(Coordinate labeling data)
## START
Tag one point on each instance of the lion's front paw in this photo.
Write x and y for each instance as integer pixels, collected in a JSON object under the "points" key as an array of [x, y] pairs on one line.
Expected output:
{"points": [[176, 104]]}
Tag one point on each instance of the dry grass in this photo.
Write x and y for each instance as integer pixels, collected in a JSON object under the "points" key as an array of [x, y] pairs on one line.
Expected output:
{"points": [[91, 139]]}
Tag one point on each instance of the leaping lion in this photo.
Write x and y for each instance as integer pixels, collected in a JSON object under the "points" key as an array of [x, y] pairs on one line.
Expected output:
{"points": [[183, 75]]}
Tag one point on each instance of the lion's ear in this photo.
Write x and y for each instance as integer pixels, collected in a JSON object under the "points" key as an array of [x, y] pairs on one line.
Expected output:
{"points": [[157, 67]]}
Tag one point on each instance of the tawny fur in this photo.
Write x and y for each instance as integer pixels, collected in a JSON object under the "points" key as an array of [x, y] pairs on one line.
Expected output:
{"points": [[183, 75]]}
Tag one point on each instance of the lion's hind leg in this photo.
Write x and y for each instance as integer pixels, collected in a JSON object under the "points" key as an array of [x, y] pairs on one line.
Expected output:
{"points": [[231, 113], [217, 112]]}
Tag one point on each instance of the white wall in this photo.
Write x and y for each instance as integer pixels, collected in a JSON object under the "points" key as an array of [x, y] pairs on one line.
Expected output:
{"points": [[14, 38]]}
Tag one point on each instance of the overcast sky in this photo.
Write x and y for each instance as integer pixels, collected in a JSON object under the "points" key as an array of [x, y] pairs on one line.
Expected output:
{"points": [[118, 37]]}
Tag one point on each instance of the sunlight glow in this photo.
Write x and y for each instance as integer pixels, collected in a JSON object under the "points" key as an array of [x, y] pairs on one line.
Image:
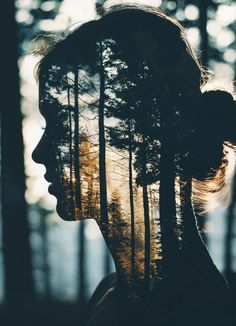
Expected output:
{"points": [[225, 38], [191, 12], [213, 28], [92, 230], [226, 14]]}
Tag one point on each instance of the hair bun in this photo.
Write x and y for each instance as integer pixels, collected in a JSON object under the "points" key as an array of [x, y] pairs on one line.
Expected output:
{"points": [[214, 123]]}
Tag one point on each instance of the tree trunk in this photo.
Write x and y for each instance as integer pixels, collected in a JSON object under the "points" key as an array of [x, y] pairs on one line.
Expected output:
{"points": [[146, 222], [76, 142], [167, 188], [72, 203], [16, 248], [131, 199], [203, 6], [82, 294], [102, 150]]}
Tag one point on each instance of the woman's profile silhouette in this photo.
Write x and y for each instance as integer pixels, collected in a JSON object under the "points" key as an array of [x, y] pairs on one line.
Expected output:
{"points": [[132, 142]]}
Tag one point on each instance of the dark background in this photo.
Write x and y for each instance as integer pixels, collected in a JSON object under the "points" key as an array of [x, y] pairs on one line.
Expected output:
{"points": [[49, 268]]}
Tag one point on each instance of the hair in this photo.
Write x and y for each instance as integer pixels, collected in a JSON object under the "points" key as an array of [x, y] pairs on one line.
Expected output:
{"points": [[215, 116]]}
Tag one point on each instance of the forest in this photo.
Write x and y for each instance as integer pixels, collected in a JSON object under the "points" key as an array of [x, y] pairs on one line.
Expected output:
{"points": [[49, 268]]}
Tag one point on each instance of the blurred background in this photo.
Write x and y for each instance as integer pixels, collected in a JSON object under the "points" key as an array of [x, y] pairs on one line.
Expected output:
{"points": [[50, 268]]}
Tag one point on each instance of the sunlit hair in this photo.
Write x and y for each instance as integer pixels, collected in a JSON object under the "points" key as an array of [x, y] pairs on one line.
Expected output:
{"points": [[215, 182]]}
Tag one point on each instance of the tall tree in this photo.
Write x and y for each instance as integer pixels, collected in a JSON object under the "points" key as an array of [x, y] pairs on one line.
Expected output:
{"points": [[76, 140], [102, 144], [203, 8]]}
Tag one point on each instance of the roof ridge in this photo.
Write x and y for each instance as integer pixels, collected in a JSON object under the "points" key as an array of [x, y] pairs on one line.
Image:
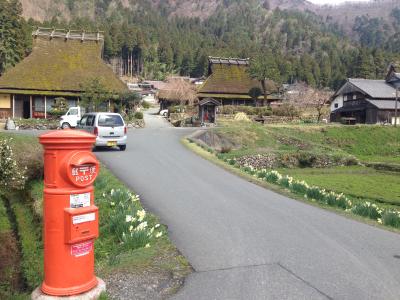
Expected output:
{"points": [[68, 34]]}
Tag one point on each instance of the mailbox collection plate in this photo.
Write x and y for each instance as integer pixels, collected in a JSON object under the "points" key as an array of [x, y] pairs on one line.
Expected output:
{"points": [[81, 224], [79, 200]]}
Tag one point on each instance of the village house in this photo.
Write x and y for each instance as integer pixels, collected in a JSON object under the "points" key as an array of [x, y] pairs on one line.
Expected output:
{"points": [[60, 62], [229, 83], [367, 101]]}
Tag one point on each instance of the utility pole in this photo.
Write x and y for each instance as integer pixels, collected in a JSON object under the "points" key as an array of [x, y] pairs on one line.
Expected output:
{"points": [[395, 107]]}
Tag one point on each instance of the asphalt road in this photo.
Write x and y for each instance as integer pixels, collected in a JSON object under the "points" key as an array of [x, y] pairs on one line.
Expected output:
{"points": [[245, 242]]}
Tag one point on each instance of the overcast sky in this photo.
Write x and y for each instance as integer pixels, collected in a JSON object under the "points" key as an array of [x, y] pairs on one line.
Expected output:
{"points": [[333, 1]]}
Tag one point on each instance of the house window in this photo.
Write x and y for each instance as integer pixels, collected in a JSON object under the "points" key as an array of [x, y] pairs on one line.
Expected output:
{"points": [[38, 103]]}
## END
(Request)
Turn the lines above into a numbered list, skipping any blank lines. Leave the pictures out of your answer.

(Task output)
1. Tag one point on each instance of the lion's front paw in this photo.
2. Write x and y for each instance as integer pixels, collected in a JSON object under the "points" key as an array of [x, y] pairs on one line.
3. Expected output:
4. {"points": [[176, 104]]}
5. Tag one point on each instance of the dry grass in this photo.
6. Write x and y for each instance as integer pixels, collected in a JSON object under the "points" key as an array of [x, y] pairs on one line.
7. Expected output:
8. {"points": [[91, 139]]}
9. Tag one point on each instance of the leaping lion in this photo.
10. Write x and y for each instance as integer pixels, collected in a JSON object under the "points" key as an array of [x, y] pairs on one line.
11. Expected output:
12. {"points": [[183, 75]]}
13. Tag one point on each instance of the lion's ear in this photo.
14. Write x and y for each instance as integer pixels, collected in a JSON object under the "points" key as an array of [x, y] pairs on one line.
15. Expected output:
16. {"points": [[157, 67]]}
17. Tag one point on each instance of the tawny fur in this photo.
18. Write x and y for each instance as integer pixels, collected in a JSON object under the "points" key as an array of [x, y] pairs on one line.
19. Expected output:
20. {"points": [[183, 75]]}
21. Tag one point on each instance of the lion's hind leg in this photo.
22. Write x and y for each instance as integer pixels, collected in a JSON object under the "points" key as an array of [x, y] pairs on one line.
23. Expected output:
24. {"points": [[231, 113], [217, 112]]}
25. Tag one point on each instance of the white wall in this photo.
26. Write x and y for each instance as integer pixels, collected in a JSON object under the "points" key as an array of [x, y] pairs on one line.
27. Expected output:
28. {"points": [[14, 38]]}
29. Tag one point on each instance of the overcast sky in this photo.
30. Write x and y for each instance as integer pixels, collected in a JSON object under the "points" key as an array of [x, y] pairs on one line.
31. Expected output:
32. {"points": [[118, 37]]}
33. Tag one point on each instance of the sunlight glow in this photo.
34. Write x and y for each instance as integer pixels, collected in a JSON object under the "points" key as an array of [x, y] pairs on one line.
35. Image:
36. Expected output:
37. {"points": [[225, 38], [191, 12], [213, 28], [92, 230], [226, 14]]}
38. Tag one point on each instance of the hair bun in this photo.
39. Write x and y for each instance as integer pixels, collected in a JSON object under the "points" key as an array of [x, y] pairs on one line.
40. Expected output:
41. {"points": [[214, 123]]}
42. Tag one point on each instance of the tree trunk in this photo.
43. Write x and y for each instance as integer pixels, collected in a JSON object under the "points" key as an array of [x, y] pairs on one line.
44. Expected output:
45. {"points": [[146, 222], [76, 142], [167, 188], [72, 203], [16, 248], [131, 199], [203, 6], [82, 294], [102, 150]]}
46. Tag one point on each instance of the woman's profile silhouette in this photo.
47. Write x and y for each instance as integer pixels, collected in a JSON object under the "points" key as an array of [x, y] pairs on one line.
48. Expected output:
49. {"points": [[132, 142]]}
50. Tag one point on each instance of the dark background in this photo.
51. Write x and y for each instance as integer pixels, collected in a JSON object under the "points" key as an array of [x, y] pairs on one line.
52. Expected output:
53. {"points": [[49, 268]]}
54. Tag one point on each instance of the hair in this photo.
55. Write x and y for each instance as integer pixels, collected in a JSON object under the "points" key as an array of [x, y] pairs on one line.
56. Expected output:
57. {"points": [[215, 116]]}
58. Tag one point on each instance of the forest in this photo.
59. Write x and y for each instance as integer pixels, collected in a JSON object under the "points" key as an array of [x, y] pairs on one line.
60. Expected output:
61. {"points": [[49, 268]]}
62. Tag one point on each instance of the blurred background in this photo.
63. Write x and y for each instance as integer pixels, collected in a JSON object under the "points" key as an array of [x, y] pairs on one line.
64. Expected output:
65. {"points": [[50, 268]]}
66. Tag one point on each instance of the sunlit hair in this photo.
67. Write x and y for each instance as integer pixels, collected in a JSON object under the "points" key as an array of [x, y] pairs on one line.
68. Expected output:
69. {"points": [[215, 182]]}
70. Tag one point on each instance of the tall tree in this photo.
71. Write x and y for each instance as integer pixels, collected in a JSON object under the "points" key as an array of [x, y] pairs on one line.
72. Expected output:
73. {"points": [[76, 140], [102, 144], [203, 8]]}
74. Tag one point on each instance of the roof ridge in this photo.
75. Write x and y for each instance as integer pixels, collected in a JSON object under the "points" key as an array of [x, y] pairs on one line.
76. Image:
77. Expected output:
78. {"points": [[68, 34]]}
79. Tag one point on each instance of the mailbox collection plate in this photo.
80. Write x and y for each instance as integer pixels, collected in a JSON object under the "points" key as an array of [x, y] pairs on one line.
81. Expected output:
82. {"points": [[81, 224], [79, 200]]}
83. Tag one point on each instance of the village house in this photo.
84. Write x and y for each instance as integer pixels, collected in a JSON object under the "points" key as an array of [x, y] pairs on one line.
85. Expected output:
86. {"points": [[60, 62], [229, 83], [367, 101]]}
87. Tag one point on each instance of the utility pole in this photo.
88. Write x and y for each instance as integer pixels, collected in a JSON object under the "points" key as an array of [x, y] pairs on one line.
89. Expected output:
90. {"points": [[395, 107]]}
91. Tag one point on each instance of the asphalt road in this photo.
92. Write x and y for each instance as integer pixels, collected in a JSON object under the "points" key as an array of [x, y] pairs on one line.
93. Expected output:
94. {"points": [[245, 242]]}
95. Tag one point on each instance of the overcast sky in this photo.
96. Write x and y for each instance as integer pixels, collected in a JSON object under the "points" key as an array of [x, y] pairs on one line.
97. Expected output:
98. {"points": [[333, 1]]}
99. Tag one point on each instance of the house window in this photo.
100. Write x and y for each instance as integer pixels, collected in a JSON object under the "points" key as an array of [x, y] pairs on one line.
101. Expected output:
102. {"points": [[38, 103]]}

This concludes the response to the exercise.